Spatial localization data:

* * * *

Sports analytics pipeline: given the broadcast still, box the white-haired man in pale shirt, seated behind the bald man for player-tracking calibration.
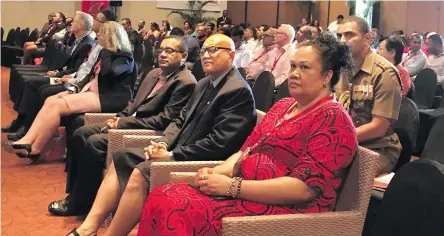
[267,24,295,88]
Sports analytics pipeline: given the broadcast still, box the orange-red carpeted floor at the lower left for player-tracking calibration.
[0,67,136,236]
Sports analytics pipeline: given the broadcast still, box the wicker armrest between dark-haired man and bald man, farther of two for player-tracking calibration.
[106,129,162,167]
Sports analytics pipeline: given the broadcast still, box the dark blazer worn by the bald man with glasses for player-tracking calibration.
[156,67,256,161]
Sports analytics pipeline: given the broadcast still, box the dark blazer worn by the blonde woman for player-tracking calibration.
[99,48,134,113]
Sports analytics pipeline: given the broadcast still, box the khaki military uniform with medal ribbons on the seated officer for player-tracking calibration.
[335,50,402,175]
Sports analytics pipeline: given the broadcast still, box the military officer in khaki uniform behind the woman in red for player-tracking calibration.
[335,16,402,175]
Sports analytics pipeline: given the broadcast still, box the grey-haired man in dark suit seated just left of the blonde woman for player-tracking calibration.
[2,11,94,140]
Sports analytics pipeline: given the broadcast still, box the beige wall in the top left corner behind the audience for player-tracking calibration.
[0,1,81,32]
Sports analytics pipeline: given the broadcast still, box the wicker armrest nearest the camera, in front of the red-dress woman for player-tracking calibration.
[222,211,365,236]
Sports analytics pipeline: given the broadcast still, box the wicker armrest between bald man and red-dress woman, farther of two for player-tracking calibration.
[150,161,223,191]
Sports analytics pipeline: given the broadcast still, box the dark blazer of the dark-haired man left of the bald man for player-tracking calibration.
[117,66,197,131]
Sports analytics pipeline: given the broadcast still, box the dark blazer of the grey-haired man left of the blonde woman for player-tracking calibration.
[57,35,94,77]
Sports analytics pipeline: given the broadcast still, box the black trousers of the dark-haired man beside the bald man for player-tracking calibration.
[67,124,108,210]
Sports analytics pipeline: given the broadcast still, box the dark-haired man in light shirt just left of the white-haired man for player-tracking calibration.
[246,28,277,80]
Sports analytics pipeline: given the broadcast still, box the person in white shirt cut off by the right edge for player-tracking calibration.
[426,34,444,85]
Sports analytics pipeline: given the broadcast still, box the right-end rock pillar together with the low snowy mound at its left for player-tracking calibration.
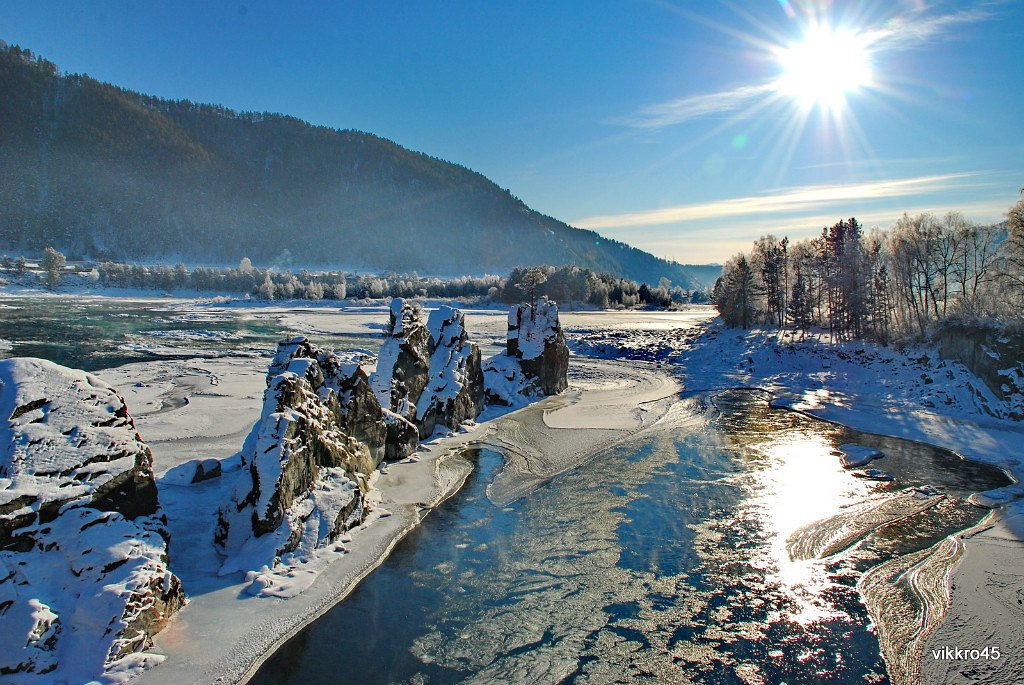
[484,298,569,403]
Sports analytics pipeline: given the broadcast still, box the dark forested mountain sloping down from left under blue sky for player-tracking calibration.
[0,43,712,287]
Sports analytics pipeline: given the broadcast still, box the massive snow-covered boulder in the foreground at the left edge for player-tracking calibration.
[0,358,184,683]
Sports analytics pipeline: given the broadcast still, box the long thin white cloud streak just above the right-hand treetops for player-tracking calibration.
[572,173,978,229]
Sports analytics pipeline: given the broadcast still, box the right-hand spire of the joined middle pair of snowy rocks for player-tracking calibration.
[416,306,484,437]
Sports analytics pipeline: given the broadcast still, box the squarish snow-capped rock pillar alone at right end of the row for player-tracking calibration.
[506,298,569,395]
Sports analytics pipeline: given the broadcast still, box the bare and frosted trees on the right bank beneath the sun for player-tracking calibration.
[712,190,1024,343]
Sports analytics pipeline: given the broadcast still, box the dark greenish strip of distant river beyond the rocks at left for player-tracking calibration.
[0,297,386,371]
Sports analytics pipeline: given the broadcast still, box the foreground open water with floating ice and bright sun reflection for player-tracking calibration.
[251,392,1007,685]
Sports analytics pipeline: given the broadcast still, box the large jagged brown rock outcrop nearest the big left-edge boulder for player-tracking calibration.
[215,338,388,573]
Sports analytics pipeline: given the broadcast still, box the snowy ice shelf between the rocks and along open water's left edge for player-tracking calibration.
[108,331,680,685]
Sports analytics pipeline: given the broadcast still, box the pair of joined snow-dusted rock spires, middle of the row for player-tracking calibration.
[372,298,484,437]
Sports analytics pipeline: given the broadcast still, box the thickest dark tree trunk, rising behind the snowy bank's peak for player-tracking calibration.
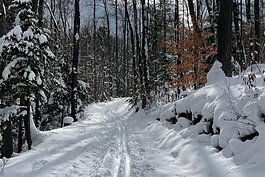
[217,0,233,76]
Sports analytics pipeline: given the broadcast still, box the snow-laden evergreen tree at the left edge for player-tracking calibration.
[0,0,55,152]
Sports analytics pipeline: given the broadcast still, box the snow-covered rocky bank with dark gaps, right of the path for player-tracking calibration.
[149,62,265,169]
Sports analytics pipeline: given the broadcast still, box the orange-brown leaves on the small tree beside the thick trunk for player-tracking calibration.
[167,30,216,88]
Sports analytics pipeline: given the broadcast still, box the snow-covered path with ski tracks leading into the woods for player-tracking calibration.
[0,99,243,177]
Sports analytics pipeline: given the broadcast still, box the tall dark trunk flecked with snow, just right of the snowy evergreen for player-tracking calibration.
[71,0,80,121]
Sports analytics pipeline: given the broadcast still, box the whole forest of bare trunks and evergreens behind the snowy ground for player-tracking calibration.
[0,0,265,166]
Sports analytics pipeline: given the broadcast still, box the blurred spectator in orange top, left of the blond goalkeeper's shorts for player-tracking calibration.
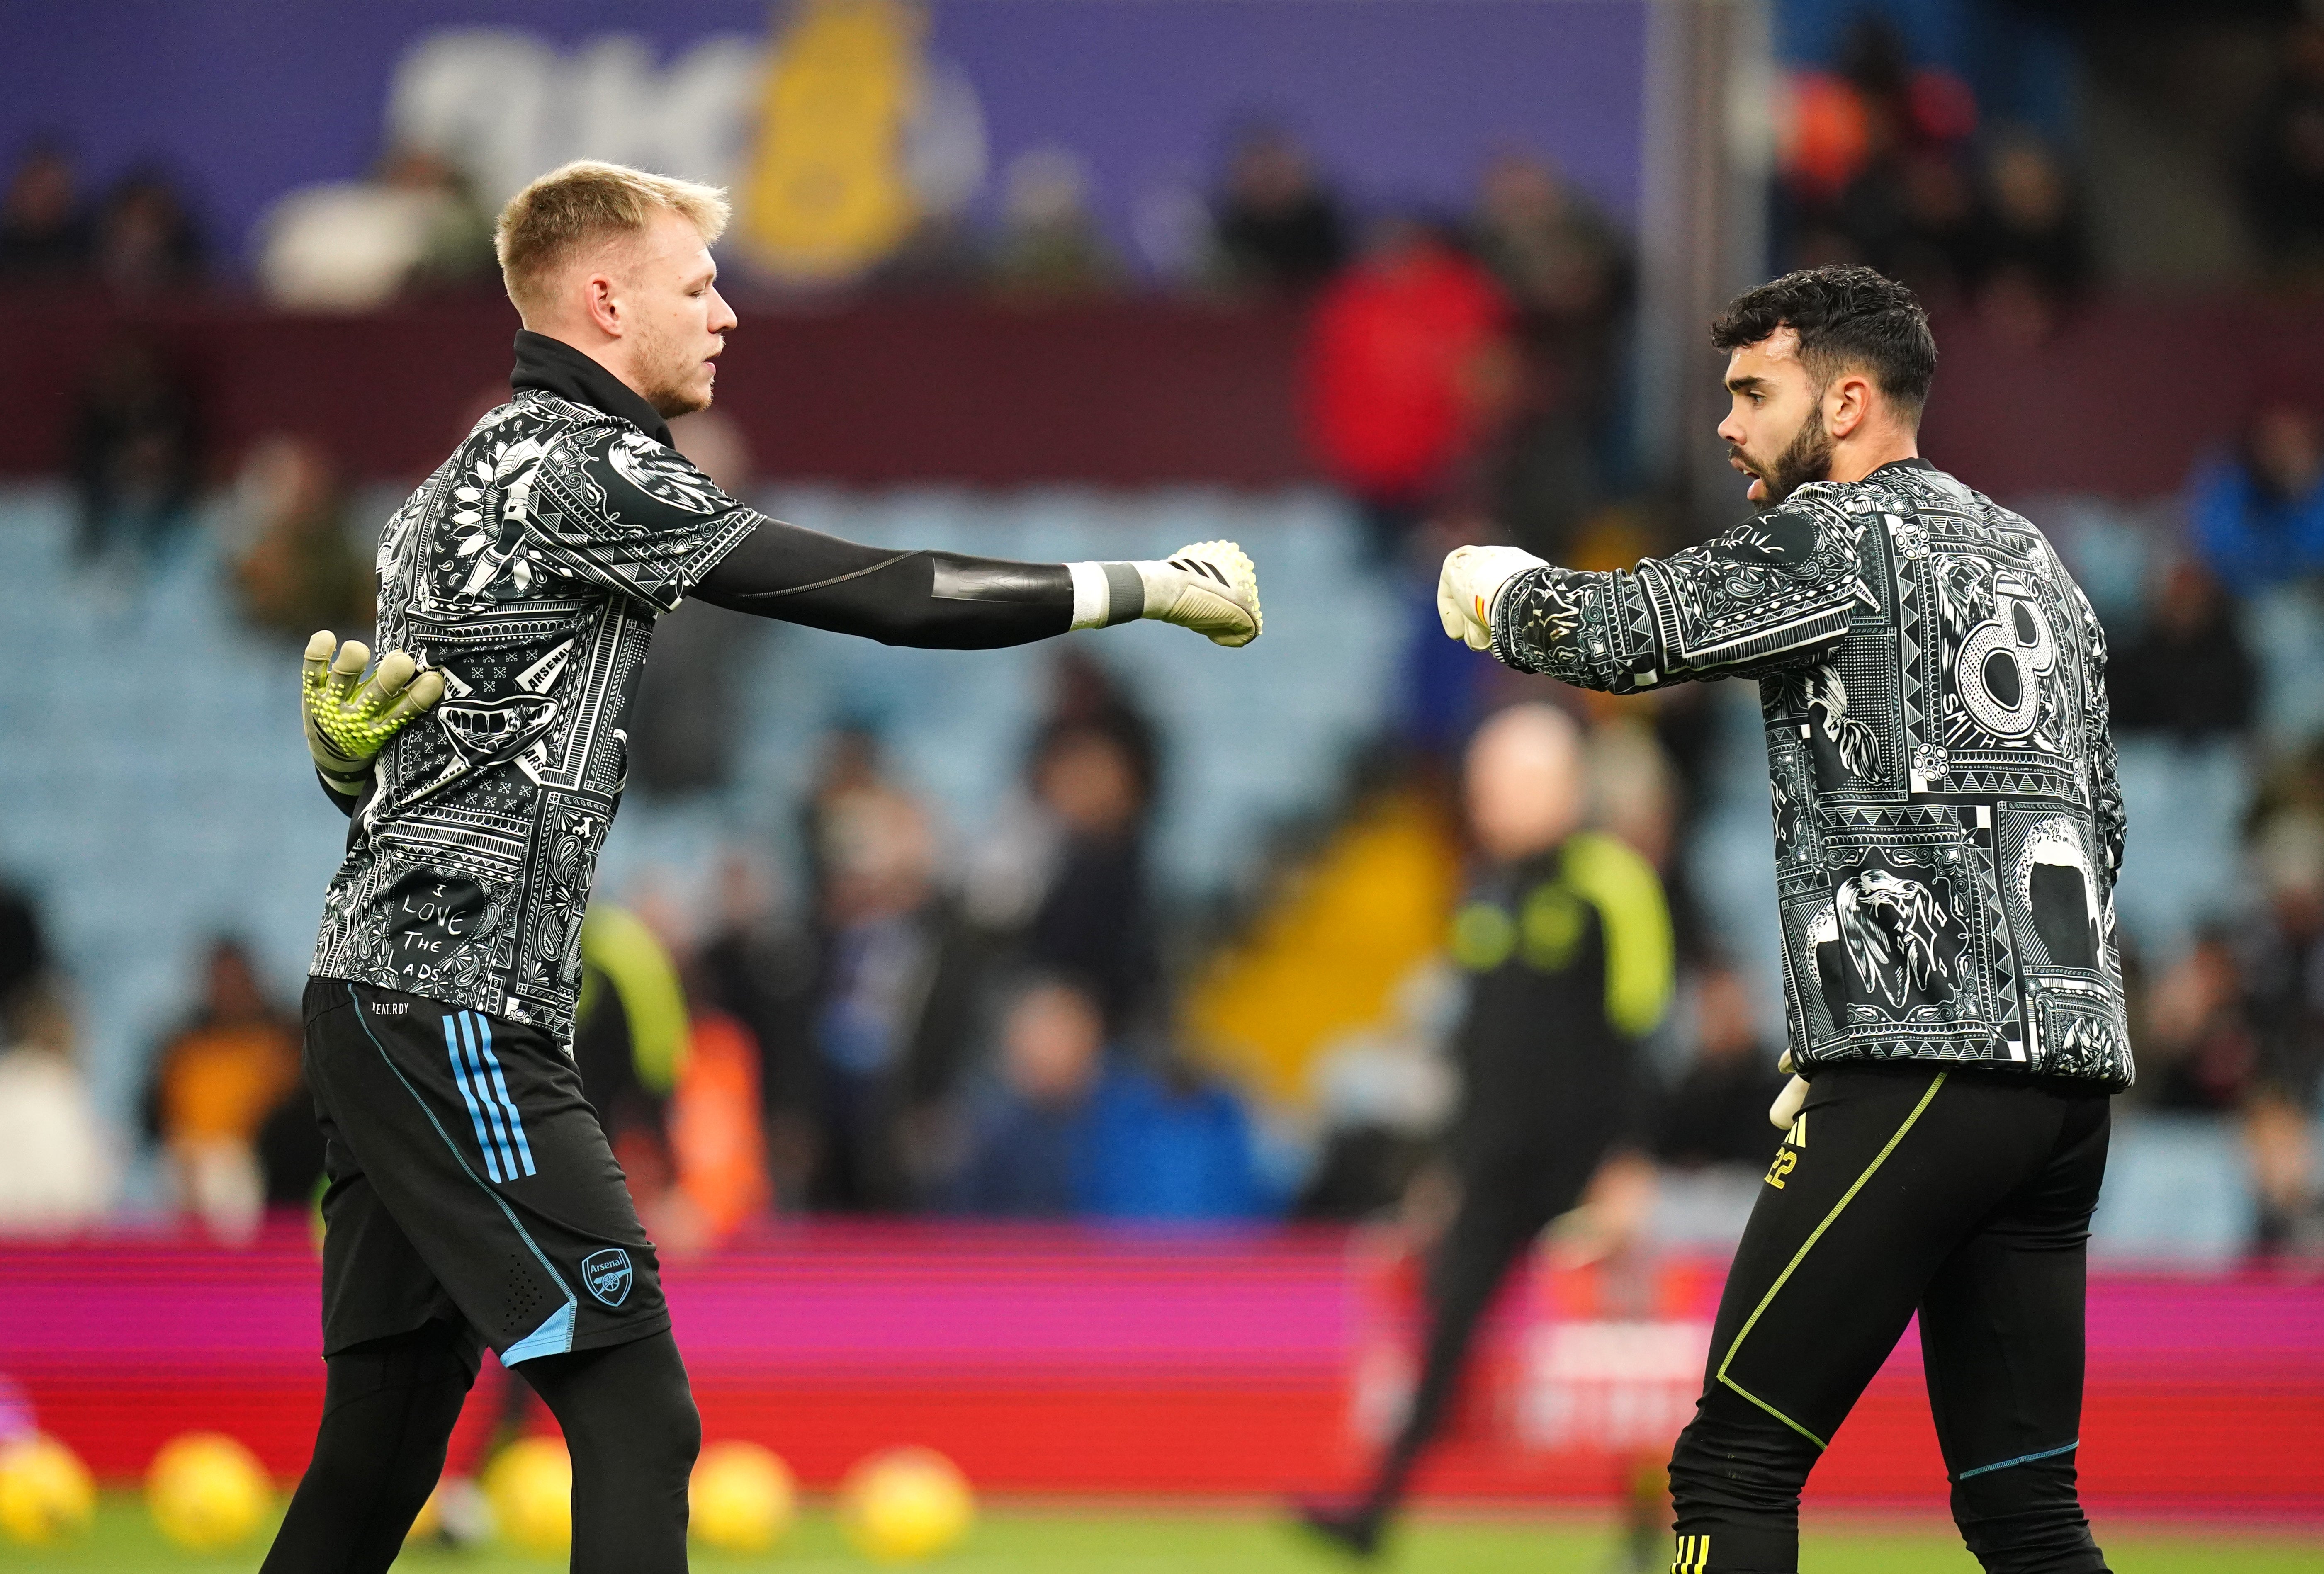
[146,939,300,1239]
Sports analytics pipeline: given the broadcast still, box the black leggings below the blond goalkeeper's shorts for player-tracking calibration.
[260,1323,702,1574]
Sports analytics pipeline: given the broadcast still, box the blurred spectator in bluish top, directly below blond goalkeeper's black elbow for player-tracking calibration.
[809,779,983,1209]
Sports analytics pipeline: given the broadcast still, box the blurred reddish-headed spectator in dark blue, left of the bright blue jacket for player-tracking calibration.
[951,981,1106,1218]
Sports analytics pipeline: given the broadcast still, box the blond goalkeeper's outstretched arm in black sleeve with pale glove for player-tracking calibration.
[693,518,1259,651]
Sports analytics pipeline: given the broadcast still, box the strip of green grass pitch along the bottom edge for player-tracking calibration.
[0,1495,2324,1574]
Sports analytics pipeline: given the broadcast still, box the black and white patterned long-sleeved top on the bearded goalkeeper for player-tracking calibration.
[1492,460,2133,1088]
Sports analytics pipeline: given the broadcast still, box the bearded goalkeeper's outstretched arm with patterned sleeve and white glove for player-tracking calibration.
[1436,486,1866,693]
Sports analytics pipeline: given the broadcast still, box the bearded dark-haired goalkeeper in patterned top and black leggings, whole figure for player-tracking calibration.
[1436,267,2133,1574]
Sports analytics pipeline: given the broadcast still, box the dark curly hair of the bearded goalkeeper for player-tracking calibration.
[1711,265,1936,416]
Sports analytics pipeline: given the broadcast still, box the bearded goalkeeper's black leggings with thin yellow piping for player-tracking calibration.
[1671,1067,2108,1574]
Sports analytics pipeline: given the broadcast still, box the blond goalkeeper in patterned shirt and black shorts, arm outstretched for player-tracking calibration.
[265,163,1259,1574]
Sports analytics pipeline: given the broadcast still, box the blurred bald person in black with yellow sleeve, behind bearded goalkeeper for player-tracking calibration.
[1301,702,1673,1558]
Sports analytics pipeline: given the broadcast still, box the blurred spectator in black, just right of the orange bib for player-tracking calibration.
[686,853,820,1207]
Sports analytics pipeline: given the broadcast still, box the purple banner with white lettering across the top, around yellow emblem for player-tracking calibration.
[0,0,1646,270]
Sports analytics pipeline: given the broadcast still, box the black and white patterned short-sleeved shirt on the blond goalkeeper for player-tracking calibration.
[311,391,762,1041]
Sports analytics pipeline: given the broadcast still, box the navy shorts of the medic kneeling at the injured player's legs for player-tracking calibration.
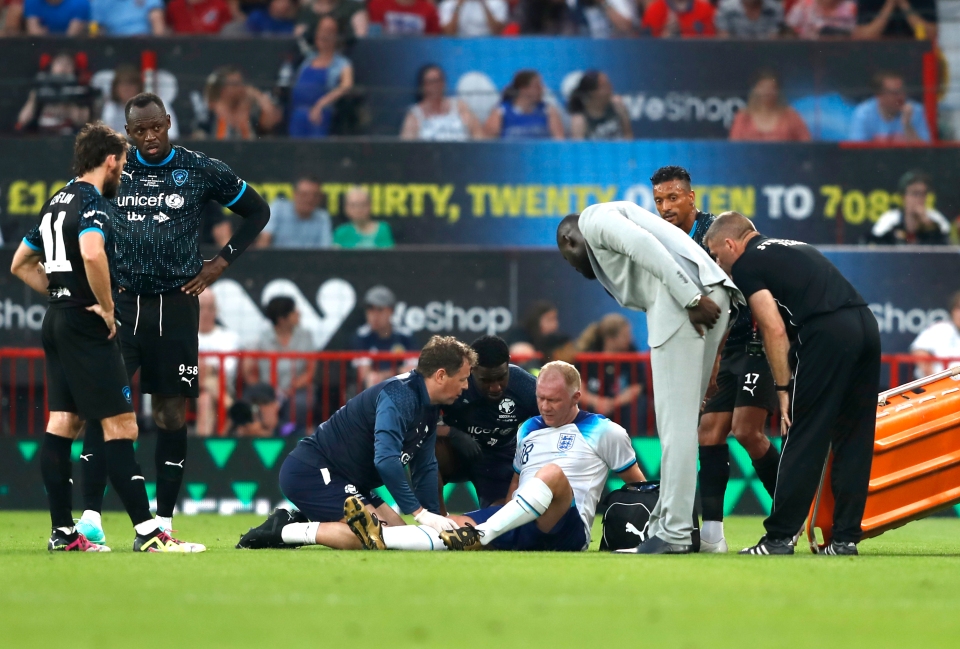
[280,455,383,523]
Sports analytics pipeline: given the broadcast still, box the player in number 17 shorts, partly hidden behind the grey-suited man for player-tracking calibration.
[650,166,780,552]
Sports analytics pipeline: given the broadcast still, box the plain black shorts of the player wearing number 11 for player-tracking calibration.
[42,307,133,420]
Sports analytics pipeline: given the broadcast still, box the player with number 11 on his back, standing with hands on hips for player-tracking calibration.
[11,123,201,552]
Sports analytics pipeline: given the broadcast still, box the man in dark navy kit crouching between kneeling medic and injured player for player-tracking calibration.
[437,336,540,507]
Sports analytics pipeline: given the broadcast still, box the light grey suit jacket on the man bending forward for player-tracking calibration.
[580,201,745,347]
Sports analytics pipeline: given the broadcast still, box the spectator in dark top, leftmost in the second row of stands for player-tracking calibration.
[16,53,96,135]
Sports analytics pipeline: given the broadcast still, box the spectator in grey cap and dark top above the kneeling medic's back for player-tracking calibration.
[350,285,419,387]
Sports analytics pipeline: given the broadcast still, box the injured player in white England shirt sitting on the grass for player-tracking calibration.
[344,361,644,552]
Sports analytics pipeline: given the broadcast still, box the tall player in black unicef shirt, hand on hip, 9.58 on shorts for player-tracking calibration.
[78,93,270,551]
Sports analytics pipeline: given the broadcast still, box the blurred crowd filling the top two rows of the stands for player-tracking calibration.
[2,0,937,143]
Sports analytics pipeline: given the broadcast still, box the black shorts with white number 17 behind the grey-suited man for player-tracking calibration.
[703,350,779,414]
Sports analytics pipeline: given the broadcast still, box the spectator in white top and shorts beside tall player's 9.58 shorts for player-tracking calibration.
[197,291,240,437]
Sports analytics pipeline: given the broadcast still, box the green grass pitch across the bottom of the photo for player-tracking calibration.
[0,512,960,649]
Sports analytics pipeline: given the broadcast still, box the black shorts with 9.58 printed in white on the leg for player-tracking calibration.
[117,290,200,398]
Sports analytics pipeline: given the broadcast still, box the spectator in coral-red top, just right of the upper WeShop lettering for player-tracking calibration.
[730,70,810,142]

* * * *

Prompt: Return every line from the one holding "lettering for player-tracking calibration." through the end of the data, exactly as it appears, with both ends kept and nothing else.

Your solution:
Sports analytics pipeline: given the broadcast still, box the spectator in coral-red top, just right of the upper WeShop lettering for player-tracking calibration.
[730,70,810,142]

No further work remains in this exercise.